Texte retenu:
Tu peux configurer Apache grâce aux variables USE, APACHE2_MODULES et  APACHE2_MPMS.

Les USE sont à configurer dans /etc/portage/package.use

APACHE2_MODULES et APACHE2_MPMS dans /etc/make.conf

Sinon quel est l'intérêt d'installer Apache dans un répertoire bien précis ?

Si tu veux faire ça, il va falloir modifier l'ebuild et le personnaliser un peu, mais je doute que ça soit une bonne idée.

----------

## tooshort

Je n'ai pas de fichier package .use dans /etc/portage

comment je fais pour recompiler un ebuild et pour qu'il soit pris en compte par portage ?

----------

## Desintegr

 *tooshort wrote:*   

> Je n'ai pas de fichier package .use dans /etc/portage

 

Si le fichier n'existe pas, il faut le créer.

 *tooshort wrote:*   

> je fais pour recompiler un ebuild et pour qu'il soit pris en compte par portage ?

 

Pour recompiler un ebuild : emerge -1 ebuild

@loopx : pwned   :Razz: 

----------

## loopx

si il existe pas, tu peux le créer

si tu veux compiler un packet et qu'il ne soit pas "reconnu" par portage comme étant installé, fait ptet un emerge -1 ton-packet (one shot)   :Surprised: 

EDIT: griouls   :Crying or Very sad: 

----------

## tooshort

Non en fait je voudrais installer apache mauellement avec les sources et une compilation faite par moi meme et que Gentoo le voit comme si je l'avais installé en feant un emerge.

C'est possible ca ?

----------

## Desintegr

Oui, il faut créer un ebuild.

----------

## tooshort

Et comment je crée un ebuild ?

----------

## Desintegr

En lisant la documentation pour créer des ebuilds, ainsi que la page de man : man 5 ebuild

Tu peux bien sûr reprendre l'ebuild officiel de Portage et l'adapter à ta convenance.

----------

## tooshort

C'est exactement ca que je veux faire reprendre l'ebuild de portage et l'adapter à ma convenance.

(Enregistrements du jeu de données de pointage)

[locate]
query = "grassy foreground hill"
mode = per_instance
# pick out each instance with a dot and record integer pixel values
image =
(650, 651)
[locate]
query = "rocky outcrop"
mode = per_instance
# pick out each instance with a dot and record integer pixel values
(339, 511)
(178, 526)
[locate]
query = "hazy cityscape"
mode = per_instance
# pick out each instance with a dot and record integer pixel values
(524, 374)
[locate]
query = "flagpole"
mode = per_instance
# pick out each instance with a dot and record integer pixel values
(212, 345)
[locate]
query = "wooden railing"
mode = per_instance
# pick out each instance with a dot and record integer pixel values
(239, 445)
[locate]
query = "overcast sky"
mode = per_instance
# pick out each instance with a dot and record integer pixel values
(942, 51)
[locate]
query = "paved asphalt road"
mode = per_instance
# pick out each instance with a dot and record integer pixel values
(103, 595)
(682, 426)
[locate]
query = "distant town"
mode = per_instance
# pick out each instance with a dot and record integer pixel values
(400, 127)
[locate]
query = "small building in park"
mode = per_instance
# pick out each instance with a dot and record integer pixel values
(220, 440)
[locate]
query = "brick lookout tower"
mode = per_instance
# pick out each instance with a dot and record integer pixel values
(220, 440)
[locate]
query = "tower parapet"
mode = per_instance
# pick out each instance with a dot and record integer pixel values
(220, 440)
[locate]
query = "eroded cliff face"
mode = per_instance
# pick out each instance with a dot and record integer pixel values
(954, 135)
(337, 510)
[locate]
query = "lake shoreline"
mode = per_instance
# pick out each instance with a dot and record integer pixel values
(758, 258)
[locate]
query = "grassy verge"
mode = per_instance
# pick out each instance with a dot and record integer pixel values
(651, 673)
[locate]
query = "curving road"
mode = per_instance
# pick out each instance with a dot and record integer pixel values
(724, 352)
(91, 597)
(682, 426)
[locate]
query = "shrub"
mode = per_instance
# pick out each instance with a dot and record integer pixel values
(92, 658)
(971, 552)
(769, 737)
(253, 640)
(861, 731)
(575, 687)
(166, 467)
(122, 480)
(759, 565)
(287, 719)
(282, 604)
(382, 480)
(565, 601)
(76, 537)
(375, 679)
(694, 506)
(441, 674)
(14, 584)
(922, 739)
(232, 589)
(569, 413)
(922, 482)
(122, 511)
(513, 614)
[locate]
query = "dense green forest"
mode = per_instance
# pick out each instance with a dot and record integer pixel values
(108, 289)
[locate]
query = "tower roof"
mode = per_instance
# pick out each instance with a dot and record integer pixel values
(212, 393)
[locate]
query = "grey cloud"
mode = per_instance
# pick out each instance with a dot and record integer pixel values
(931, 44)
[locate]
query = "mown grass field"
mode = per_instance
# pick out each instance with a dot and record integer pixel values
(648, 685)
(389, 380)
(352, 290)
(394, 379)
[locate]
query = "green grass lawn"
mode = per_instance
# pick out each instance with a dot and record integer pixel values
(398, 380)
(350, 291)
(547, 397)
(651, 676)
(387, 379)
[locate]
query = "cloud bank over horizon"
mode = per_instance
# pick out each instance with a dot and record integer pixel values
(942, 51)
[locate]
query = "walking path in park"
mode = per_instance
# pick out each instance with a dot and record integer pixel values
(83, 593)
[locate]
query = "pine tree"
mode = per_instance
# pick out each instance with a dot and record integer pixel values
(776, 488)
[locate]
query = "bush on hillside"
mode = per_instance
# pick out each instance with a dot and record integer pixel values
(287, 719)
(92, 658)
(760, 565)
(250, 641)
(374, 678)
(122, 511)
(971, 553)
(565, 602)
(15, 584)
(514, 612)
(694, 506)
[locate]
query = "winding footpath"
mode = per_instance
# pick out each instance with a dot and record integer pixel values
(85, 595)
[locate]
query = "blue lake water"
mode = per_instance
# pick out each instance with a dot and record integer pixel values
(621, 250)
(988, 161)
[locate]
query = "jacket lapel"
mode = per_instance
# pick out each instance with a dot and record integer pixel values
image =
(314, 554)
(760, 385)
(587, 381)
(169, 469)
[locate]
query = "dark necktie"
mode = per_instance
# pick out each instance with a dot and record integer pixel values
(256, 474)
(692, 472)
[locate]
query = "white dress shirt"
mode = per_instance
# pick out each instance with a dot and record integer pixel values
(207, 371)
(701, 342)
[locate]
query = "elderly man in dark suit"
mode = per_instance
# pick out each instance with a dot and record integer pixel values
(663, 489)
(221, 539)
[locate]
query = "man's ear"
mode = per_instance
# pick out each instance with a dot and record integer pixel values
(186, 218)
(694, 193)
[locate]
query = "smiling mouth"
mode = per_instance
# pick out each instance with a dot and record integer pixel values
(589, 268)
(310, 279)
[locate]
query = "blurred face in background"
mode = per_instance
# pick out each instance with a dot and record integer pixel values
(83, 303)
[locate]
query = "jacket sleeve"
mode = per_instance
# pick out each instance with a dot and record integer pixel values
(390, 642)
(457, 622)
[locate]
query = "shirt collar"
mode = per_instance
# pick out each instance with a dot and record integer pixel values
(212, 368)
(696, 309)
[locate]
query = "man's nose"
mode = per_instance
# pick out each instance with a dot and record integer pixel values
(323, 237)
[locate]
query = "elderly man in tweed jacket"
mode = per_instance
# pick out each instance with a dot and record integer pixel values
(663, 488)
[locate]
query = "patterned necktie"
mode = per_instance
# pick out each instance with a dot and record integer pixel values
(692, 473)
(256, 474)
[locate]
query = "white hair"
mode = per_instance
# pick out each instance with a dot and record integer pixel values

Consignes:
1 > D'après la discussion sur Apache sous Gentoo, dans quel fichier faut-il configurer les USE ?
2 > Traduisez en anglais cette phrase de la discussion sur Apache sous Gentoo : « Si le fichier n'existe pas, il faut le créer. »
3 > Prolongez, s'il vous plaît, la discussion sur Apache sous Gentoo à partir de son dernier message.

Réponses dans l'ordre:
1 > Dans /etc/portage/package.use.

2 > If the file doesn't exist, you have to create it.

3 >
Y'aurait-il un tuto ou un HOWTO la dessus ?

----------

## xaviermiller

Si c'est pour faire un ebuild, pourquoi ne pas utiliser la version officielle ?

----------

## tooshort

En fait je veux que dans l'ebuild apache modifier le chemin d'installation et intégrer différents modules

----------

## Desintegr

Quels modules ?

Normalement, il suffit de modifier la variable APACHE2_MODULES pour choisir les modules que tu souhaites installer. Tous les modules officiels d'apache peut-être installé en utilisant cette variable.

emerge -pv apache permet de voir quels sont les modules qui vont être installés.

----------

## tooshort

ok merci...pour les modules je pense que c'est bon mais maintenant c pour le chemin d'installation comment je fais pour le modifier ?

----------

## geekounet

C'est quoi l'intérêt d'aller modifier le chemin d'installation ? À part aller se compliquer la vie ensuite avec le reste des ebuilds de portage qui utiliseront apache ?

----------

## Delvin

+1, 

tu veux vraiment changer l'emplacement du binaire d'apache ou simplement l'endroit où tu mettras les fichiers de ton site ?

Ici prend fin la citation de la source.